Available records:
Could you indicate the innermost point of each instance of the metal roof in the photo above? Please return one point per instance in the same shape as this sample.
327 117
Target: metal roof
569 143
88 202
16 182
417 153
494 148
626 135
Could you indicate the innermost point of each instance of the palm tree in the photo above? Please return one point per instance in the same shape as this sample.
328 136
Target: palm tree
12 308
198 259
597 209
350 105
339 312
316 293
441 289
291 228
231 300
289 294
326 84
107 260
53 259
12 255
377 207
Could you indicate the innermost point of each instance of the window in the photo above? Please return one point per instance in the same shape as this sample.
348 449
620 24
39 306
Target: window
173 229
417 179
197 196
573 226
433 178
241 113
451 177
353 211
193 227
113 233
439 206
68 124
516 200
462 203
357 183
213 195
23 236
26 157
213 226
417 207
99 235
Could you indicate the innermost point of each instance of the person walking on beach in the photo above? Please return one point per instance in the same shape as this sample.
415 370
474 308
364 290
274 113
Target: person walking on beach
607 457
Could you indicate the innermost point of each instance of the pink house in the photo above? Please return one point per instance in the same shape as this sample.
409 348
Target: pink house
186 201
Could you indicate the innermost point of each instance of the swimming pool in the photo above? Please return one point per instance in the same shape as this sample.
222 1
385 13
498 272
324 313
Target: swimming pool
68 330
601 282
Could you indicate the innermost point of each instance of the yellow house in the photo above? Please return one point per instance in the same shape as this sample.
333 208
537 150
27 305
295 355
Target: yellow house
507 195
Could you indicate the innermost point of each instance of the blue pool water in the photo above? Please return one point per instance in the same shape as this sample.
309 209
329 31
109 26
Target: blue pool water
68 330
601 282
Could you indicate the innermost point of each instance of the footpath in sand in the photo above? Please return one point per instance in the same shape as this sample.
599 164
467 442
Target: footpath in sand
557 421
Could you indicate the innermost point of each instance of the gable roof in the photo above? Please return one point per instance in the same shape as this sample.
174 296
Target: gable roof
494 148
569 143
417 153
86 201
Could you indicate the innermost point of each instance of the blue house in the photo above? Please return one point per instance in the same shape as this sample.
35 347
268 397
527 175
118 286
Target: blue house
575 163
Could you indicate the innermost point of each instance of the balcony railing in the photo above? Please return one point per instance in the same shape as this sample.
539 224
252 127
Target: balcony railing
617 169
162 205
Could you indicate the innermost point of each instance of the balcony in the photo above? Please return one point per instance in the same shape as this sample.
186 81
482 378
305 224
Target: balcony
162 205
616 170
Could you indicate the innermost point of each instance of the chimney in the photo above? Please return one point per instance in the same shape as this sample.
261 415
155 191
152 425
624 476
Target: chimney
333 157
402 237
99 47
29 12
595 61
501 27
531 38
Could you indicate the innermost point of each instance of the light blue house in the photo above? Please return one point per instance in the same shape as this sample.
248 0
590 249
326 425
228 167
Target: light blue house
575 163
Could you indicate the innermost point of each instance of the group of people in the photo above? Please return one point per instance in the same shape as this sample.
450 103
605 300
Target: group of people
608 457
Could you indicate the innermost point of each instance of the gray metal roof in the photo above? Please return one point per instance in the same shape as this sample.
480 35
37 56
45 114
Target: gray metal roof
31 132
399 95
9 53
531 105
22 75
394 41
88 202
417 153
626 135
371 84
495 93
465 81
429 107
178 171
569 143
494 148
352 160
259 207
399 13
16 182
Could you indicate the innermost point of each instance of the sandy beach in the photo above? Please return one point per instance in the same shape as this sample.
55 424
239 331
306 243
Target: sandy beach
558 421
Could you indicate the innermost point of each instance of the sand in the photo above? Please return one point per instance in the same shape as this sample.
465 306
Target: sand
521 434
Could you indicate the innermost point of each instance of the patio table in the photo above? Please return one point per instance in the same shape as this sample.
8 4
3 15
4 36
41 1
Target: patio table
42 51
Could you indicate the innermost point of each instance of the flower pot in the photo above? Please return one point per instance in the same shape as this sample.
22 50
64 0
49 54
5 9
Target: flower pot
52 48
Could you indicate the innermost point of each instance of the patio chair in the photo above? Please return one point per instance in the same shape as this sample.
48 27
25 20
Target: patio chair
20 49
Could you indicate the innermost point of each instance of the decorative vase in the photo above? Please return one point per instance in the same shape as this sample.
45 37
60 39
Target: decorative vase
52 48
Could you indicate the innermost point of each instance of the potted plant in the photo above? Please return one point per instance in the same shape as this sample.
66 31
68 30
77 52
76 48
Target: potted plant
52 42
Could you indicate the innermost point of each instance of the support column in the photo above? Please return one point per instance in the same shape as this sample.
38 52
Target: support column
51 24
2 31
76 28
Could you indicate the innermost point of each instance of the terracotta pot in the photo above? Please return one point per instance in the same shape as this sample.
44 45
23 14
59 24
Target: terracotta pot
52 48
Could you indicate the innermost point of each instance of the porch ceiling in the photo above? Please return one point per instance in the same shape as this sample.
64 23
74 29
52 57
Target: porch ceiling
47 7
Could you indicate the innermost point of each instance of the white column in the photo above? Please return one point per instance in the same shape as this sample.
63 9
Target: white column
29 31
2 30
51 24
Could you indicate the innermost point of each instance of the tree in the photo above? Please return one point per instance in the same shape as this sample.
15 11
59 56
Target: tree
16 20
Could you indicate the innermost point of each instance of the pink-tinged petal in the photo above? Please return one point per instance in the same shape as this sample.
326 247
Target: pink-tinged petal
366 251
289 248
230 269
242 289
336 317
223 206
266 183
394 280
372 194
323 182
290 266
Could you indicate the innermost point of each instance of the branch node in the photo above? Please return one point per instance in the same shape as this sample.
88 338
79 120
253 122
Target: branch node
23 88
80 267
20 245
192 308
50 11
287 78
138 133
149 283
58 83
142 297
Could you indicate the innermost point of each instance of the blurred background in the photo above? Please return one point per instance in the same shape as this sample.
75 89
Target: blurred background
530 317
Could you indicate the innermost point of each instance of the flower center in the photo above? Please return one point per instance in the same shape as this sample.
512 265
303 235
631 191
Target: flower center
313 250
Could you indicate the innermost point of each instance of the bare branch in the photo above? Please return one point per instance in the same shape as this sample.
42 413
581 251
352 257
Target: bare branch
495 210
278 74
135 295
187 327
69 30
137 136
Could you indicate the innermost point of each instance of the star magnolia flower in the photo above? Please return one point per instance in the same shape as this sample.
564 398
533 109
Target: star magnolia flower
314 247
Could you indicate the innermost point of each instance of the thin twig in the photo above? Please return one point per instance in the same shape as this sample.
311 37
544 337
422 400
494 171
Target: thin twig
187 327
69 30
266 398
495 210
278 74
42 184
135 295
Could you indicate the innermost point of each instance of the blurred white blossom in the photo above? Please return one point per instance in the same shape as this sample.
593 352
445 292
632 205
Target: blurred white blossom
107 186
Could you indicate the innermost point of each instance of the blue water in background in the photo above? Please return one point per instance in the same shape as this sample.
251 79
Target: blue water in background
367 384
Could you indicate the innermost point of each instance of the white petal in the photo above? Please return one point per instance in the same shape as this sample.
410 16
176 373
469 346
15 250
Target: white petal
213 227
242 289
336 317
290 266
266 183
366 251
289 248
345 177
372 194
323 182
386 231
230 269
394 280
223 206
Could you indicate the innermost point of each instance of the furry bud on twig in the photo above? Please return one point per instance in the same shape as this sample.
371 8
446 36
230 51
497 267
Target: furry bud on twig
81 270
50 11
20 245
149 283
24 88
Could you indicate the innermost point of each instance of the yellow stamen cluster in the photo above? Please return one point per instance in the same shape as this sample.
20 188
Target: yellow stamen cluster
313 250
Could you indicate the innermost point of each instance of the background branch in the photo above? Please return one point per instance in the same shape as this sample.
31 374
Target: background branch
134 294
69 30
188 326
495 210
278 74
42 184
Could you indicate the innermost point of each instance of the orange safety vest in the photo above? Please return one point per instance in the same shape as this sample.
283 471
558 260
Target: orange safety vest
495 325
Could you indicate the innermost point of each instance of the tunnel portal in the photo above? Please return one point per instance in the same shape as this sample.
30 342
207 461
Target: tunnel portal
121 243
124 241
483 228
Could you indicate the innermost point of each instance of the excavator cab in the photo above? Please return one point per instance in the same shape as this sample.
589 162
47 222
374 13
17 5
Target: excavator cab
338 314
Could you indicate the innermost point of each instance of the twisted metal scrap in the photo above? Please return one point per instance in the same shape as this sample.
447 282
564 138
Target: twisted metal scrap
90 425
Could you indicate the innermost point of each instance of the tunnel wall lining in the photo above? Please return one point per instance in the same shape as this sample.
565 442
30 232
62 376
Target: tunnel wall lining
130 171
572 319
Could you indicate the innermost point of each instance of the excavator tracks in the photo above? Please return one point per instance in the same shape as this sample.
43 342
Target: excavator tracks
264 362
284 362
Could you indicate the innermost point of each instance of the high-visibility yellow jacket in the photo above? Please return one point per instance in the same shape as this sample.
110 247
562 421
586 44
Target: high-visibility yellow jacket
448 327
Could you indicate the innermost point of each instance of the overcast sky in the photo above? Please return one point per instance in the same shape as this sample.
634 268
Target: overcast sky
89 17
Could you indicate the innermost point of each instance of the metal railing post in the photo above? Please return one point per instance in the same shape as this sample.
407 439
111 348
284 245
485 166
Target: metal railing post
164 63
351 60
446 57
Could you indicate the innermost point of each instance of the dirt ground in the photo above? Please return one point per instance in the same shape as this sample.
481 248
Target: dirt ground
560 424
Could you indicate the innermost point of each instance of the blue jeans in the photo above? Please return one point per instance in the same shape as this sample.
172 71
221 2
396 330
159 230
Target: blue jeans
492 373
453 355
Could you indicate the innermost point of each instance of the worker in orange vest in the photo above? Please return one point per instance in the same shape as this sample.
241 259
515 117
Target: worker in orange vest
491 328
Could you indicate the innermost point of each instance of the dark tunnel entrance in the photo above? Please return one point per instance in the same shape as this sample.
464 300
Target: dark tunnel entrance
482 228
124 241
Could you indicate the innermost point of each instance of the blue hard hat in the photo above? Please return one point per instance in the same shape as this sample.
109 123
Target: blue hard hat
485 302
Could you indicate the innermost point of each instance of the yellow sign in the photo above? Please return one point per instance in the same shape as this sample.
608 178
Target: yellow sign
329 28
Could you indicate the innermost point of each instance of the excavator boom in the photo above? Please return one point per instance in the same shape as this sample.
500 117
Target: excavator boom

What the task requires:
Rewrite the records from the line containing "of the dark" through the end of the records, requests included, multiplying every coordinate in the answers by 1.95 and rounding each result to a whole number, with halves rounded up. Leave the numbers in the requests and their format samples unchanged.

Complete answer:
Could you indicate the innermost point of each instance of the dark tunnel entrance in the photo above? Please return one point per instance in the same shape as this sample.
464 300
Target: dark tunnel entrance
940 445
242 470
Could you indicate the innermost point of each instance of the blue hard hat in the photo above? Please return one point per instance in the same shape as this sample.
109 123
Target: blue hard hat
946 589
Could you indicate the innermost point of each instance of the yellow sign in the photo above? Please return one point per instance in the same shape as this sample.
608 178
Target: yellow sign
642 55
Could you indicate the innermost point of each instance of the excavator boom in the photo above? Please return one point per instance in the same shape as this sample.
500 117
Target: excavator boom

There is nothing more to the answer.